# YOLO tutorial: Coding YOLO v3
https://blog.paperspace.com/how-to-implement-a-yolo-object-detector-in-pytorch/

This documents describes the code that I wrote.

In [11]:
import darknet
import util

import importlib     # During dev only
importlib.reload(darknet)  # During dev only
importlib.reload(util) # During dev only

<module 'util' from '/src/PyTorch/Example_implementation_yolo_tutorial/util.py'>

## Reading in the 'official' config file.

Create a function `darknet.parse_cfg`.

The idea here is to parse the cfg, and store every block as a dict. The attributes of the blocks and their values are stored as key-value pairs in the dictionary. As we parse through the cfg, we keep appending these dicts, denoted by the variable block in our code, to a list blocks. Our function will return this block.

We begin by saving the content of the cfg file in a list of strings. The following code performs some preprocessing on this list.

    file = open(cfgfile, 'r')
    lines = file.read().split('\n')                        # store the lines in a list
    lines = [x for x in lines if len(x) > 0]               # get read of the empty lines 
    lines = [x for x in lines if x[0] != '#']              # get rid of comments
    lines = [x.rstrip().lstrip() for x in lines]           # get rid of fringe whitespaces
    
Now loop over the resultant to get blocks

    block = {}
    blocks = []

    for line in lines:
        if line[0] == "[":               # This marks the start of a new block
            if len(block) != 0:          # If block is not empty, implies it is storing values of previous block.
                blocks.append(block)     # add it the blocks list
                block = {}               # re-init the block
            block["type"] = line[1:-1].rstrip()     
        else:
            key,value = line.split("=") 
            block[key.rstrip()] = value.lstrip()
    blocks.append(block)

    return blocks

In [2]:
print(darknet.parse_cfg.__doc__)
blocks = darknet.parse_cfg('cfg/yolov3.cfg')
for cc in blocks:
    print(cc)
    print()


    Takes a configuration file

    Returns a list of blocks. Each blocks describes a block in the neural
    network to be built. Block is represented as a dictionary in the list
    
{'type': 'net', 'batch': '64', 'subdivisions': '16', 'width': '608', 'height': '608', 'channels': '3', 'momentum': '0.9', 'decay': '0.0005', 'angle': '0', 'saturation': '1.5', 'exposure': '1.5', 'hue': '.1', 'learning_rate': '0.001', 'burn_in': '1000', 'max_batches': '500200', 'policy': 'steps', 'steps': '400000,450000', 'scales': '.1,.1'}

{'type': 'convolutional', 'batch_normalize': '1', 'filters': '32', 'size': '3', 'stride': '1', 'pad': '1', 'activation': 'leaky'}

{'type': 'convolutional', 'batch_normalize': '1', 'filters': '64', 'size': '3', 'stride': '2', 'pad': '1', 'activation': 'leaky'}

{'type': 'convolutional', 'batch_normalize': '1', 'filters': '32', 'size': '1', 'stride': '1', 'pad': '1', 'activation': 'leaky'}

{'type': 'convolutional', 'batch_normalize': '1', 'filters': '64', 'size': '3'

## Creating the building blocks
Now we are going to use the list returned by the above parse_cfg to construct PyTorch modules for the blocks present in the config file.

Written instruction a:
Reproduce the rows from the one containing "In the picture above, where can the teal" down to the last row, both included and with their requests. Increase every coordinate in the answers by 67.
The rows that come next are separate material with no connection to the YOLO tutorial above.

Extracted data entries
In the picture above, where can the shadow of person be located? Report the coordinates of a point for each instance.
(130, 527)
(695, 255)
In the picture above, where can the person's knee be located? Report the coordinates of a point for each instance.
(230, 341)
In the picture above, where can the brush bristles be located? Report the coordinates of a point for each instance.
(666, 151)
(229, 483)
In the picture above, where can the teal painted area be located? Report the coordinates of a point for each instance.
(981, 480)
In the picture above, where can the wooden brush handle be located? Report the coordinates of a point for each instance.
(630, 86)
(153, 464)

Written instruction b:
Extract everything from "# YOLO tutorial: Coding" down to "that I wrote." in the YOLO tutorial, copied verbatim.

Correct output a:
In the picture above, where can the teal painted area be located? Report the coordinates of a point for each instance.
(1048, 547)
In the picture above, where can the wooden brush handle be located? Report the coordinates of a point for each instance.
(697, 153)
(220, 531)

Correct output b:
# YOLO tutorial: Coding YOLO v3
https://blog.paperspace.com/how-to-implement-a-yolo-object-detector-in-pytorch/

This documents describes the code that I wrote.